** Opening Passage for review block **

Today, I learned how to manage endurance running when at the limit of my capabilities.

I’d love to say it was because I performed some heroic feat of endurance, but no. Not at all, It was because I was an idiot. My wife and I had signed up for the San Diego Rock ‘n Roll Half Marathon a few months ago, and after the Great Saunter 2022 4 weeks ago, I hadn’t trained. At all. Nor had I really prior. So I came to SD to support her while she ran, and then I figured ‘you know what, I’ll bib up and just walk the course.’

Suuuuure.

I am pleased to say that I finished the half in 3 hours on the dot. That’s abysmally slow for a ‘run’ - but it’s not terrible for a guy in his 50s who isn’t a regular runner, and it’s pretty good for not having done any training.

The most important things I learned, though - to listen to my body. Prior to this, I’ve not really tried to run at my limit for any length of time - I’ve been able to just stop if I hit that point and run again some other time. The first half-marathon I ran, I was in pretty good shape - so while I was super exhausted, because I did in fact run or jog the whole way, I completed it without feeling like I was in any danger of injury. Since then, I’ve had knee surgery, and had COVID-19, and wrenched an ankle the past January in a fall, and gotten older.

I jogged the first 4.5 miles. After that, I stopped to use a restroom, and then continued to jog to approximately mile 7. Once there, I felt I was nearing unsustainable pace, so I started walking, switching back to a jog about 65% of the time.

** Closing Passage for review block **

Problem set:
**1.** Can you retype the section of the half-marathon account that begins at the words "The most important" and stops after "and gotten older."?
**2.** Could you continue the half-marathon account, picking up right after its final sentence?

** Opening Given information block **

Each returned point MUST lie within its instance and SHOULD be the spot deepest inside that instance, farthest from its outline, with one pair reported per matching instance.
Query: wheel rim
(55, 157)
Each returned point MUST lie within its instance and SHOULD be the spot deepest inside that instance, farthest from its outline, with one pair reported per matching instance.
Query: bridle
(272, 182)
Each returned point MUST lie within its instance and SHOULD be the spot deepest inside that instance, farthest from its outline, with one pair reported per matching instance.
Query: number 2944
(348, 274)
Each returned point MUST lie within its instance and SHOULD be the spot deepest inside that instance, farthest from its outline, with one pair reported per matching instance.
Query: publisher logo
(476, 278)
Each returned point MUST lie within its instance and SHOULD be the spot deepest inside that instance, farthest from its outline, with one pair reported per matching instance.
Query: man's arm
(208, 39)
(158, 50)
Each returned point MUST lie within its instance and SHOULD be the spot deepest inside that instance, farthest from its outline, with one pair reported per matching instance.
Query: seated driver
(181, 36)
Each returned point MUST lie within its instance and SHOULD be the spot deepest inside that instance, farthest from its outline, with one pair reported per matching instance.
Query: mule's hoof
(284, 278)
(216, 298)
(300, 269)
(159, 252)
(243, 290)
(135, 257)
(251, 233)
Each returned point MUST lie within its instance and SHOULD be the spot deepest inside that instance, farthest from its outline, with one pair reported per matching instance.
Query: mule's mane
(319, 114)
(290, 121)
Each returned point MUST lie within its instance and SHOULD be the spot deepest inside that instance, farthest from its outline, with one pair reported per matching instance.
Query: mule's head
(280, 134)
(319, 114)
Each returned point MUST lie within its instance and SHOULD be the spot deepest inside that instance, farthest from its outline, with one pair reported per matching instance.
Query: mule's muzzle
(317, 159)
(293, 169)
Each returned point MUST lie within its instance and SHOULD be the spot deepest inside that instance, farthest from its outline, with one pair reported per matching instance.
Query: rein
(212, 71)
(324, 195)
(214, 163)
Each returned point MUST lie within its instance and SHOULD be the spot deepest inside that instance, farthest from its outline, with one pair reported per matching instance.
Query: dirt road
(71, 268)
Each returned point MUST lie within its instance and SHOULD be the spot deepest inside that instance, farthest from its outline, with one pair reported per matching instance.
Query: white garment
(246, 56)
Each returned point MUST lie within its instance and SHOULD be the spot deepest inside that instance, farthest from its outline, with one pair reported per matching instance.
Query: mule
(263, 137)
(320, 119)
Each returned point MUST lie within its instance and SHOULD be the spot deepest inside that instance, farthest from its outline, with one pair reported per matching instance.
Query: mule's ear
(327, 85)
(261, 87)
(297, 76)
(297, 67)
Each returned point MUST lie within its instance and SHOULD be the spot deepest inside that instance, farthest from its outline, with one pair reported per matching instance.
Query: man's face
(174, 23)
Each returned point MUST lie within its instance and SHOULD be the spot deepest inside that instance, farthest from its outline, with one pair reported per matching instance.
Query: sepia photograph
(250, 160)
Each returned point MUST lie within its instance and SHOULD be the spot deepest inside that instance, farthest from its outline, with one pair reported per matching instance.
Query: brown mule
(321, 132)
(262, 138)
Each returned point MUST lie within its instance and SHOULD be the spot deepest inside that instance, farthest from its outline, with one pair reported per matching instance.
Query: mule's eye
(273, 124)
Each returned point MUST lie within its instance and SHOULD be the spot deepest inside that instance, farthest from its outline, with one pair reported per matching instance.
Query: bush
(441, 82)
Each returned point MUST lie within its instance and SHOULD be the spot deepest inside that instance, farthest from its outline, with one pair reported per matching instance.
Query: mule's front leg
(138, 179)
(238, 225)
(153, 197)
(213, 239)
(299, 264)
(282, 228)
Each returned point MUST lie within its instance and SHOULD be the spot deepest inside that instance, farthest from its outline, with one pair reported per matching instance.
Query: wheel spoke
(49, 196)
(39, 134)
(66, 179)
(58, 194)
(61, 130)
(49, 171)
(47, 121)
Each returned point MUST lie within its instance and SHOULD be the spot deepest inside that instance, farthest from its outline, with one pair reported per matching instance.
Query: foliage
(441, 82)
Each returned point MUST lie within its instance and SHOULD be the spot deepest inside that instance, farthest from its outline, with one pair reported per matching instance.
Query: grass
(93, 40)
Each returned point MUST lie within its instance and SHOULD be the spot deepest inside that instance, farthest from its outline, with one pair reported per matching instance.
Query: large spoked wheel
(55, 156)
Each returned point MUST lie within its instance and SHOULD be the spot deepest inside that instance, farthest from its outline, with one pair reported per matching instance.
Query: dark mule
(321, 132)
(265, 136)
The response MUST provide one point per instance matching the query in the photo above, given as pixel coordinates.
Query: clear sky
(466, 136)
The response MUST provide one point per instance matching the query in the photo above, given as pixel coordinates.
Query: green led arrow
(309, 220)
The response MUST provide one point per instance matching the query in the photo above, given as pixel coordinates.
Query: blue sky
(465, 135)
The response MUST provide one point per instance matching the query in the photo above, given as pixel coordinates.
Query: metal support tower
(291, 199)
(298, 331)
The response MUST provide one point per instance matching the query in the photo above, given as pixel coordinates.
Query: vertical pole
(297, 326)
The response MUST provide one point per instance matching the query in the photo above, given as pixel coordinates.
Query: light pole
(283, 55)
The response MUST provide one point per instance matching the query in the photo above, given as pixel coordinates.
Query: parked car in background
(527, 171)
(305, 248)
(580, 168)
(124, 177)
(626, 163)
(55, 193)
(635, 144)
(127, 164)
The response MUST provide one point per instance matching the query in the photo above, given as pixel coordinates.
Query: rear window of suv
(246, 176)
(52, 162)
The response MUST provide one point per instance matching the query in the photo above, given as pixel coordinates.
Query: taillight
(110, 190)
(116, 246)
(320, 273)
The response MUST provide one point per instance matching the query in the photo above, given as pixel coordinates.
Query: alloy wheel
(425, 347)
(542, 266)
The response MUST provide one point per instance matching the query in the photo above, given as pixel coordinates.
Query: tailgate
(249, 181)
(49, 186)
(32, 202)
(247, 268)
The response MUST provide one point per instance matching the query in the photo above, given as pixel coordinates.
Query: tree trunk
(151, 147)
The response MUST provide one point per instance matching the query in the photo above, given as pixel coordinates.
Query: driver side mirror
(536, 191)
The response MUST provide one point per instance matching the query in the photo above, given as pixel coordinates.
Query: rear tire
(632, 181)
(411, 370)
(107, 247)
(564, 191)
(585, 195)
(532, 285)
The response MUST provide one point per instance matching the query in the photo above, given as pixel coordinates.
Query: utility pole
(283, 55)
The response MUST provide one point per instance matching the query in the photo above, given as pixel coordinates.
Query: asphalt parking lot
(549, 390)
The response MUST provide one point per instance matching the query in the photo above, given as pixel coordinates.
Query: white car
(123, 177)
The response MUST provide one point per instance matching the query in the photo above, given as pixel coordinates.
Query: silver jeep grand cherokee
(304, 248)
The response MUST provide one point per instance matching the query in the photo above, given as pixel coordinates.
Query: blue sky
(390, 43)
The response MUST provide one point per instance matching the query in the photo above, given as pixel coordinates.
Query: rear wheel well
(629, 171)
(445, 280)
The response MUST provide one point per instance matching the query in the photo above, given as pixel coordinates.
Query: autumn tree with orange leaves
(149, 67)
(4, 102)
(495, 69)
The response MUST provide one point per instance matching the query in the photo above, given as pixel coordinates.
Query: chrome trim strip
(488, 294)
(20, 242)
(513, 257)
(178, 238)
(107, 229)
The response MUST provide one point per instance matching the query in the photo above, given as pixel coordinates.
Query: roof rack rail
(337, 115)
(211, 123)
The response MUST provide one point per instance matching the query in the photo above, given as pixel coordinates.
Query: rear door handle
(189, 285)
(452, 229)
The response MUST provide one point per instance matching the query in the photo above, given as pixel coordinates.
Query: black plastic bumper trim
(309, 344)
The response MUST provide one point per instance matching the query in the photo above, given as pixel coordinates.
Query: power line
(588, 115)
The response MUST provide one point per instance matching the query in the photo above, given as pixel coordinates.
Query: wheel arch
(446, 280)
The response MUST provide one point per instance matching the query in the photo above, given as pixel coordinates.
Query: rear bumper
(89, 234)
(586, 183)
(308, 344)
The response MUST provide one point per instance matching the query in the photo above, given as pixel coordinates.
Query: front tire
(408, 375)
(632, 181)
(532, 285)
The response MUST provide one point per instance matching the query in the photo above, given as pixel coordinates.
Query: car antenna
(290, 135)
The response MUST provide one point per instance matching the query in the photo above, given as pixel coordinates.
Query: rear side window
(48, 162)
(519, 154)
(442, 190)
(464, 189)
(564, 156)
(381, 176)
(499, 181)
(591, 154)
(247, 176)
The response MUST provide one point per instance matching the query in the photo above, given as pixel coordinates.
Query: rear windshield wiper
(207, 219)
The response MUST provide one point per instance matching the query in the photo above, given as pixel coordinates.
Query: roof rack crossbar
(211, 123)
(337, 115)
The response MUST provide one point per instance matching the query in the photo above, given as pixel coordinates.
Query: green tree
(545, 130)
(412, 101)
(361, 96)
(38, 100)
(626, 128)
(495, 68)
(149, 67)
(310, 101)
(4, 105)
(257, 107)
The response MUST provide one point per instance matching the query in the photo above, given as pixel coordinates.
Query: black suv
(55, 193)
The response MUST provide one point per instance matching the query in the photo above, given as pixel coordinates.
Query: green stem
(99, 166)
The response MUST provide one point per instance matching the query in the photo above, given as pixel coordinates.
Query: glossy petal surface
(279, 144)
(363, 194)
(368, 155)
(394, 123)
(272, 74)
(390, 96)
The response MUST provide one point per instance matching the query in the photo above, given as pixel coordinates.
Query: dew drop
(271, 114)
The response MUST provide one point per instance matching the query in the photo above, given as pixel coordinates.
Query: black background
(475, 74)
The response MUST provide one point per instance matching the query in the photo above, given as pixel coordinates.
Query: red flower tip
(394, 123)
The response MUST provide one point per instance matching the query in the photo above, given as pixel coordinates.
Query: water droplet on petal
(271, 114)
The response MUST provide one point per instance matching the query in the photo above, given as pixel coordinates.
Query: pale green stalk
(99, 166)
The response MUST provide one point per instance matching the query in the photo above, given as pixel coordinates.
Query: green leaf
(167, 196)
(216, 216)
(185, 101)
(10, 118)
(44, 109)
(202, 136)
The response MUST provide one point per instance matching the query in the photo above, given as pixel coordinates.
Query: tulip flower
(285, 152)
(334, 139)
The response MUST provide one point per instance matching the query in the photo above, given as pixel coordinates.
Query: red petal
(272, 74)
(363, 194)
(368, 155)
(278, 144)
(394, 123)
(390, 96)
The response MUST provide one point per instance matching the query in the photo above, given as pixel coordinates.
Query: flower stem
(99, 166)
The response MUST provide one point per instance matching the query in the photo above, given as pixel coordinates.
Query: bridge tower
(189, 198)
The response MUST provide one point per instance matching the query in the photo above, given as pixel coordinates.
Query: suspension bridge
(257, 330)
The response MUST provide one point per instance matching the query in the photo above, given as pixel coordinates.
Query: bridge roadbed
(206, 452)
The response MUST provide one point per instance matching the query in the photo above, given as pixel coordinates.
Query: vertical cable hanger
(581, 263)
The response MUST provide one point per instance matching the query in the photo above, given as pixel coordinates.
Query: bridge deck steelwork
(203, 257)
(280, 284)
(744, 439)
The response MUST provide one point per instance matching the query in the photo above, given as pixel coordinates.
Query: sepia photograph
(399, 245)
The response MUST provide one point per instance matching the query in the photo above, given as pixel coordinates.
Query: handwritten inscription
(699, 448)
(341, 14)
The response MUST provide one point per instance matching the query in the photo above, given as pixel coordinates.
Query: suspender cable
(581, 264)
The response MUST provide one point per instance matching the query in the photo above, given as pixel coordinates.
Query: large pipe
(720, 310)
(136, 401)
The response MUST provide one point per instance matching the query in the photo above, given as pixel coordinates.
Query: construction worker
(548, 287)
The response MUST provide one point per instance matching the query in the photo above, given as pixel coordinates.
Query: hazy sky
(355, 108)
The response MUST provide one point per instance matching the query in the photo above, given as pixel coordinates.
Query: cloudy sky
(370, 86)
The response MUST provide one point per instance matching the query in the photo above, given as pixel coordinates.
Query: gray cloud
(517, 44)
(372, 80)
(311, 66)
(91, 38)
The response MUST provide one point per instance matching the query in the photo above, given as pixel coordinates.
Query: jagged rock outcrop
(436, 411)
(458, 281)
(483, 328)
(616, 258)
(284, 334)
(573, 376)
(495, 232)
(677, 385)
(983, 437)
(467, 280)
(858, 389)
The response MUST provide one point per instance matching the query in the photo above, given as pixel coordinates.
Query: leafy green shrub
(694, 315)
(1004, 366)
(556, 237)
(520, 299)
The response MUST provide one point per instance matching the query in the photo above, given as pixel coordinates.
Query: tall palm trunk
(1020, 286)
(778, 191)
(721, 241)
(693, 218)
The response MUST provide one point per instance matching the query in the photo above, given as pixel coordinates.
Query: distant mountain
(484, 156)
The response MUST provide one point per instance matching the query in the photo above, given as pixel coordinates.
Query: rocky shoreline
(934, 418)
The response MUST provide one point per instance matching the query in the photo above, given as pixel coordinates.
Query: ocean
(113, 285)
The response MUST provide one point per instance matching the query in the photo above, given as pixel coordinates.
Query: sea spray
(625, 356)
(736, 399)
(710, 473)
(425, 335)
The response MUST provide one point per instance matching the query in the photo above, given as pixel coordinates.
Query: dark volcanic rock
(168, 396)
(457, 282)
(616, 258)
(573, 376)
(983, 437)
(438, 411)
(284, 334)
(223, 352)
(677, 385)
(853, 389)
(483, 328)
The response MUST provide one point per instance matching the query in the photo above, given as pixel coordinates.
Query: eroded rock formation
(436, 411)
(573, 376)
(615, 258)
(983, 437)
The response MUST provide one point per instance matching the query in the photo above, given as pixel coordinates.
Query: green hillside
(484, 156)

** Closing Given information block **

Responses to the exercise:
**1.**
The most important things I learned, though - to listen to my body. Prior to this, I’ve not really tried to run at my limit for any length of time - I’ve been able to just stop if I hit that point and run again some other time. The first half-marathon I ran, I was in pretty good shape - so while I was super exhausted, because I did in fact run or jog the whole way, I completed it without feeling like I was in any danger of injury. Since then, I’ve had knee surgery, and had COVID-19, and wrenched an ankle the past January in a fall, and gotten older.

**2.**
At mile 9, I realized I had an incipient cramp developing in my right calf, so I immediately slowed back to a walk. For the next mile, I tried to jog several times, but in all cases, ended up aborting due to the cramp. At right around the 10 mile mark there was a station offering Biofreeze (basically, a menthol spray for muscle soothing) and I had them douse my calves and left glute - and that got me back to a jog until around mile 11.5.

At that point, I accepted the walk, and finished the race ‘power walking’. At the 13 mile mark, with .1 to go, I jogged it in, accepting some pain in the right leg to make it across the line at faster than a walking pace. Second half marathon down.

I am entered in the New York full marathon this year, and am starting training in a couple weeks. Having this under my belt - basically, finishing the half at a pace that I’d be fine finishing the full at, with *no training* - is a huge psychological support to me as I move into training. That plus having walked 34 miles in the (hard) rain a few weeks ago in one shot - those two experiences tell me ‘you can do this.’

We’ll see!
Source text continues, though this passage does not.